Aim of the task
Please set down, unchanged, the line containing "the white ceiling" and all the lines that follow it until the data below ends.

Source information
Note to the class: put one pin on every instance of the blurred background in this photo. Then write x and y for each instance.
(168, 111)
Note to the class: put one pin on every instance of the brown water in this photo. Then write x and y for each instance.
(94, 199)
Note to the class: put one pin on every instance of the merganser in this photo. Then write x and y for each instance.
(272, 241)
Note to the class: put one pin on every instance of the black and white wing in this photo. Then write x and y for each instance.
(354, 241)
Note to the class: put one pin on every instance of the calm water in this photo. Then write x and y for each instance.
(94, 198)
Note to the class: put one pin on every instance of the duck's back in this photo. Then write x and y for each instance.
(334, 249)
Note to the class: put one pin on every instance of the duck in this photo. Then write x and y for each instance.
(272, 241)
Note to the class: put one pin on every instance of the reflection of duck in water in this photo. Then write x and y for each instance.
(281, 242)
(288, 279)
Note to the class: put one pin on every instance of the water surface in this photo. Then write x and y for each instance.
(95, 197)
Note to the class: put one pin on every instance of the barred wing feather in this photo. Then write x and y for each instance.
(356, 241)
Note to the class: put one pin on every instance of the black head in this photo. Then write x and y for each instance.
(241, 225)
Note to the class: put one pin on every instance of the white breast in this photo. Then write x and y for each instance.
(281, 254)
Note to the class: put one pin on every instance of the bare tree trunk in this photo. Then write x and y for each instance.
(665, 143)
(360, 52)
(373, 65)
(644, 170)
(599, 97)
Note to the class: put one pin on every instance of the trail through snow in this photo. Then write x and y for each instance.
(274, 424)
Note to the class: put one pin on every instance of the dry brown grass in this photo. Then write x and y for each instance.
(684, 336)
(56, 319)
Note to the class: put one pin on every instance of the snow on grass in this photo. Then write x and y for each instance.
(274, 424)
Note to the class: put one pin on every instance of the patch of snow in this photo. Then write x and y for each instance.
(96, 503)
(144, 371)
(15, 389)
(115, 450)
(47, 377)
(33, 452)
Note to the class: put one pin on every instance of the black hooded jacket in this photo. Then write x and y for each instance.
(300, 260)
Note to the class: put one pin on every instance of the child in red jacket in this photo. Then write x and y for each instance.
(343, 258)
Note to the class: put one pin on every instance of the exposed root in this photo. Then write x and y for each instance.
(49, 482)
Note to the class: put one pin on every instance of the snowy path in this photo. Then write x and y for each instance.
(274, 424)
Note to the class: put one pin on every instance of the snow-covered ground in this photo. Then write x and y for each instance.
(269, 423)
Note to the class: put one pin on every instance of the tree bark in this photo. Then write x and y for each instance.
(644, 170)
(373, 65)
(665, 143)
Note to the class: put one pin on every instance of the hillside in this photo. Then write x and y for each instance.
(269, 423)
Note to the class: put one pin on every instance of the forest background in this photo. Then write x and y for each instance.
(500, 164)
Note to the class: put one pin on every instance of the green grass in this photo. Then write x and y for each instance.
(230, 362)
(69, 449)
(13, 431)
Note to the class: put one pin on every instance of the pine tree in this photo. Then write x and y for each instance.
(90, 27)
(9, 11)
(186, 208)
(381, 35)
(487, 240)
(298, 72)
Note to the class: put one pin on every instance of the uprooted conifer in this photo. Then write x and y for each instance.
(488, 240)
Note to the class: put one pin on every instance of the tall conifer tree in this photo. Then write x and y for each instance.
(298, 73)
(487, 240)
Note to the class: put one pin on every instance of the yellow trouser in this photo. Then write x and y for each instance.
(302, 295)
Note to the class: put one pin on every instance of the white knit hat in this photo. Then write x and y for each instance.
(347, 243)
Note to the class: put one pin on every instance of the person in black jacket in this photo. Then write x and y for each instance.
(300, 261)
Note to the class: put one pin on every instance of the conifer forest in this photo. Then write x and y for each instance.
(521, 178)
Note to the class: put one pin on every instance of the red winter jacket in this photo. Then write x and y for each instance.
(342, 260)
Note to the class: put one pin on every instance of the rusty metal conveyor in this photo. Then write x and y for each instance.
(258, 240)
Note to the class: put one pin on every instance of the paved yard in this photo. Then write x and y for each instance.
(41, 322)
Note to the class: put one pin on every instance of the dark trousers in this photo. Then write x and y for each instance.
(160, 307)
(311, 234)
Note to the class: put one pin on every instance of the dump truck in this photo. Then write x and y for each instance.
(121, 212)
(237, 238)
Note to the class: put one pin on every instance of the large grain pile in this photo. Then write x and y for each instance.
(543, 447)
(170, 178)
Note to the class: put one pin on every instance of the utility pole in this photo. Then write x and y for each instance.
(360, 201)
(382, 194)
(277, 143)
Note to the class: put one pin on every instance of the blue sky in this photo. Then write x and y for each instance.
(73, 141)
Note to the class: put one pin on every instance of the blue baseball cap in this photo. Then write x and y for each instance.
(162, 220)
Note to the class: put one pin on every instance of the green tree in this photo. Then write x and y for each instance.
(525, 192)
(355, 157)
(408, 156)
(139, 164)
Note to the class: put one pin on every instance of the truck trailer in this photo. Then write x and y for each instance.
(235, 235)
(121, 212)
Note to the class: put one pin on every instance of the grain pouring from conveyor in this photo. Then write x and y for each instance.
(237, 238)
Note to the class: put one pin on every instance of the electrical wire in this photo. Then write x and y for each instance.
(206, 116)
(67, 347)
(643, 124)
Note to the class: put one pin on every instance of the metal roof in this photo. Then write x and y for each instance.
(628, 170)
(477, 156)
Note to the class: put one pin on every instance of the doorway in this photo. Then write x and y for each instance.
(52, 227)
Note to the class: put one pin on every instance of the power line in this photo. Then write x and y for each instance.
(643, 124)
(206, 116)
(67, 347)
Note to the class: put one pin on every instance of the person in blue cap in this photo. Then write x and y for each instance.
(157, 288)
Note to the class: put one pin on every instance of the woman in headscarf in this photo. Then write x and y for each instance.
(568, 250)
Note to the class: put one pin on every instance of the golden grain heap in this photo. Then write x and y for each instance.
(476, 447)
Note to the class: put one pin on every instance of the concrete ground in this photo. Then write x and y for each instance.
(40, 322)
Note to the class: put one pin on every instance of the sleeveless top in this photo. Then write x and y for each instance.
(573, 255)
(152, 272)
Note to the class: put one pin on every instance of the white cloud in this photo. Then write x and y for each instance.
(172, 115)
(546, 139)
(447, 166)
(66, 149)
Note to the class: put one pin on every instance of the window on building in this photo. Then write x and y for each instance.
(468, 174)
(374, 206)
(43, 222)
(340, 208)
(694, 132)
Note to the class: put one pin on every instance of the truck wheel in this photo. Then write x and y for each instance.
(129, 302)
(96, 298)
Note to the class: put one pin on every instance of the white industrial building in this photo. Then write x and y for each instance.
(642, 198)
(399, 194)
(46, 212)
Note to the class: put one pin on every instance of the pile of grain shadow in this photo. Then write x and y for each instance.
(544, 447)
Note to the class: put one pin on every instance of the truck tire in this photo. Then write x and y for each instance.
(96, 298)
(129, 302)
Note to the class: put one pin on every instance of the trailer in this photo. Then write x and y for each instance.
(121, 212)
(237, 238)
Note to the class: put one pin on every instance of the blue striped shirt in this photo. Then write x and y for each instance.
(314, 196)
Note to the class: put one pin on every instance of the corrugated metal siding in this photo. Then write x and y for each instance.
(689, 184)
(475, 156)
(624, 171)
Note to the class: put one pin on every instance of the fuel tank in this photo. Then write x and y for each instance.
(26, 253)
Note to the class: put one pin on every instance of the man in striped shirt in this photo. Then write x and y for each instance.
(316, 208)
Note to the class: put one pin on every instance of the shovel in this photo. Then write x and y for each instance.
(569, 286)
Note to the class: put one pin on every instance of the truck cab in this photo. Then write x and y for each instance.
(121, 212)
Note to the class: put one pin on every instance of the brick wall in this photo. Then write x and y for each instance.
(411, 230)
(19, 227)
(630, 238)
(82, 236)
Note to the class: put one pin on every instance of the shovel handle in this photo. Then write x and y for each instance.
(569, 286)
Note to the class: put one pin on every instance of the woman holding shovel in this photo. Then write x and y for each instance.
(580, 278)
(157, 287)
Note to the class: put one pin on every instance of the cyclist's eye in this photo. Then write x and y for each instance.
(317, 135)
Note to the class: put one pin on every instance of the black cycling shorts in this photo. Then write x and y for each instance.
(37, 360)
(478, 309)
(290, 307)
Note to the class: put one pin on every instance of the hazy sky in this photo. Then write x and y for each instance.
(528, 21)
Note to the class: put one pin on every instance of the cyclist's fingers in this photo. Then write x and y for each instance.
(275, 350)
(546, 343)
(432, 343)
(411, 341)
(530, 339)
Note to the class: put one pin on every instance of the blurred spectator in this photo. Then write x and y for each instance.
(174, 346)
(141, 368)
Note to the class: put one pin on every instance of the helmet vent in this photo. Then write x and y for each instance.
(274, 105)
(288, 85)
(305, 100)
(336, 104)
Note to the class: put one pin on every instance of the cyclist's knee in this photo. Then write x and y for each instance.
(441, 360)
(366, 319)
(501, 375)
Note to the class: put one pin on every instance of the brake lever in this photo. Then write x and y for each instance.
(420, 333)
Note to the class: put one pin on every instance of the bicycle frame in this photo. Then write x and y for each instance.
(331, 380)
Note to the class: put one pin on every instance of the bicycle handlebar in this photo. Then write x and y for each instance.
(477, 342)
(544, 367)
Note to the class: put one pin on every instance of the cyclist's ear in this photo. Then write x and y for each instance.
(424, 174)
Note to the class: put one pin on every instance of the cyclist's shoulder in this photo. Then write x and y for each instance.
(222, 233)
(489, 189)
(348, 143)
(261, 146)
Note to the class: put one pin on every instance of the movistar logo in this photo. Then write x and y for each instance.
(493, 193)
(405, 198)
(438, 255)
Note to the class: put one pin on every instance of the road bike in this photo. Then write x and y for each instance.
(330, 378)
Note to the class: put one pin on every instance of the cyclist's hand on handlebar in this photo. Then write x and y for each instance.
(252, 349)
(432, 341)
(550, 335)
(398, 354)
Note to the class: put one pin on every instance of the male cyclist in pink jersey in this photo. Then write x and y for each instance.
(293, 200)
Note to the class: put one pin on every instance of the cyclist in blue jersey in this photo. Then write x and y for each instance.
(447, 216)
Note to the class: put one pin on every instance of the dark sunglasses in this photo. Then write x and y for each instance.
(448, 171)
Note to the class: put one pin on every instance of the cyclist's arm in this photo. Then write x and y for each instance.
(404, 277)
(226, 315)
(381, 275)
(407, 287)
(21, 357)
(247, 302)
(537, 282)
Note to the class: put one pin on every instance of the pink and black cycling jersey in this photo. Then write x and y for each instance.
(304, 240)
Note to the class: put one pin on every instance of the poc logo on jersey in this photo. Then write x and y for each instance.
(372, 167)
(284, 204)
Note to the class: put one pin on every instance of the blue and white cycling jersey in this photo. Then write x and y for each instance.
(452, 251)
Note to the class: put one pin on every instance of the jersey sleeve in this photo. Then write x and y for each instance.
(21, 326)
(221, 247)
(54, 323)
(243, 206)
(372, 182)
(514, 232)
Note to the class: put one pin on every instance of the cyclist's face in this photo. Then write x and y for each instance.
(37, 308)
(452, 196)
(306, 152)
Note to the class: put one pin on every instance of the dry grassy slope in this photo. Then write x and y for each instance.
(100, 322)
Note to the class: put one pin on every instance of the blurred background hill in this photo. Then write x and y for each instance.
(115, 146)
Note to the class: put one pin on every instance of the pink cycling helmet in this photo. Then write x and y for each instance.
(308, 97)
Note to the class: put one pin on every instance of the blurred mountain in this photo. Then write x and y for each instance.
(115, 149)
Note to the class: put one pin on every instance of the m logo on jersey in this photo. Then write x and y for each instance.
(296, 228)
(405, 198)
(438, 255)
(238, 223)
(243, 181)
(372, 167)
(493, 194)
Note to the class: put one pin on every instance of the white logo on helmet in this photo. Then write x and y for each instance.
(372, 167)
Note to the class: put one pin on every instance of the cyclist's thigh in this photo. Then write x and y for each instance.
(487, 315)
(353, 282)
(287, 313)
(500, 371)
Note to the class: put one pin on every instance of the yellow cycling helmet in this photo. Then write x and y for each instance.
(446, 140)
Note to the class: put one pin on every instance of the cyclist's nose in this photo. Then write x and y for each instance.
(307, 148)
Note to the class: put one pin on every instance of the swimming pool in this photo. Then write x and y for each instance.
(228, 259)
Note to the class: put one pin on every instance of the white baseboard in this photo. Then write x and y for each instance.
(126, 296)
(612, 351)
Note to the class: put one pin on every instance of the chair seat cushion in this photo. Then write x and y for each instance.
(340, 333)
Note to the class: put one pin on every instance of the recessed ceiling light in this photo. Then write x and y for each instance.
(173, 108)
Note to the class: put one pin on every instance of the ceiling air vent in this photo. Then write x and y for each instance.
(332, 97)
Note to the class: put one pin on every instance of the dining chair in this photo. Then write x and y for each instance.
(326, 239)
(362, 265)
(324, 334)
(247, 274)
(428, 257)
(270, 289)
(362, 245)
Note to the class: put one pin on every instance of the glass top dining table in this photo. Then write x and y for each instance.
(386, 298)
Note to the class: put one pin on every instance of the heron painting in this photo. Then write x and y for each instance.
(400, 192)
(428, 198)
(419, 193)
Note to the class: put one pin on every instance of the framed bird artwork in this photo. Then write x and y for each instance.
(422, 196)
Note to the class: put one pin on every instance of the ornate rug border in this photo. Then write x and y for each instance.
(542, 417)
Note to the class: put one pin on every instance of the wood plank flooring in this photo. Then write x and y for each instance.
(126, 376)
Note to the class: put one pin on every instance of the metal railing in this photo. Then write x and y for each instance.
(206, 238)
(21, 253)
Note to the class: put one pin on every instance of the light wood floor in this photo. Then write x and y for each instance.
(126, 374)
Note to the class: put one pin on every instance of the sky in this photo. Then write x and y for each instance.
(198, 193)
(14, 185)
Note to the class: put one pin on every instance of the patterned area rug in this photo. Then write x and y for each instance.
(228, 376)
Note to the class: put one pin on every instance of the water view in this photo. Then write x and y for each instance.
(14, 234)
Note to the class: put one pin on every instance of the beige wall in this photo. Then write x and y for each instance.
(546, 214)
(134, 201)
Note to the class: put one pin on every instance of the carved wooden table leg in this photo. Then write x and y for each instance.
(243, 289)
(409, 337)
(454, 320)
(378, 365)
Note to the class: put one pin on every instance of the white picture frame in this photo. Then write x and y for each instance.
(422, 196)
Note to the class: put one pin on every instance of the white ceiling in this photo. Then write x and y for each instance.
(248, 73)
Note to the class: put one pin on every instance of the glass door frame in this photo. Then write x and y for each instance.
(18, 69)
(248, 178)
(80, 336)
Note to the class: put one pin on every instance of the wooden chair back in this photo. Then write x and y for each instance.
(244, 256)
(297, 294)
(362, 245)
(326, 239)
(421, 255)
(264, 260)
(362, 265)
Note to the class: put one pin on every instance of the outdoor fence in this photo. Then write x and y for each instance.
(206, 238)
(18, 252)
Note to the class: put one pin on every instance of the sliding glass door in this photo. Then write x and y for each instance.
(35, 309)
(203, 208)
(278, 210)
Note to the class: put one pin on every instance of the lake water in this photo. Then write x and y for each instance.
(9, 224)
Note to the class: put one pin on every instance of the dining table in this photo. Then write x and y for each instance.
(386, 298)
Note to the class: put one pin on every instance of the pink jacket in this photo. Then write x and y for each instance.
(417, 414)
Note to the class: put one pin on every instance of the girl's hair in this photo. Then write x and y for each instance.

Output for this exercise
Note to the class: put one pin on every instance of the white ceiling in this photo. Then write x and y for each instance.
(248, 73)
Note to the class: put one pin on every instance of the glass door frame in this photo. Then write x and y for each instance.
(18, 69)
(248, 178)
(80, 336)
Note to the class: put one pin on every instance of the wooden chair back in this photo. Then write x and y for each instance.
(244, 256)
(297, 294)
(362, 245)
(326, 239)
(421, 255)
(264, 260)
(362, 265)
Note to the class: put one pin on every instance of the outdoor fence in this photo. Then write x and y for each instance.
(206, 238)
(18, 252)
Note to the class: put one pin on every instance of the sliding glass door in this photo. Then write x and y for each instance.
(35, 309)
(203, 208)
(278, 210)
Note to the class: put one pin on every instance of the lake water in this photo. Then write x and y for each instance.
(9, 224)
Note to the class: put one pin on every instance of the dining table in this photo. Then write x and y for each instance.
(386, 298)
Note to the class: put one pin on every instance of the pink jacket in this photo. Then write x and y for each instance.
(417, 414)
Note to the class: put one pin on every instance of the girl's hair in this photo. Then write x and y for each instance.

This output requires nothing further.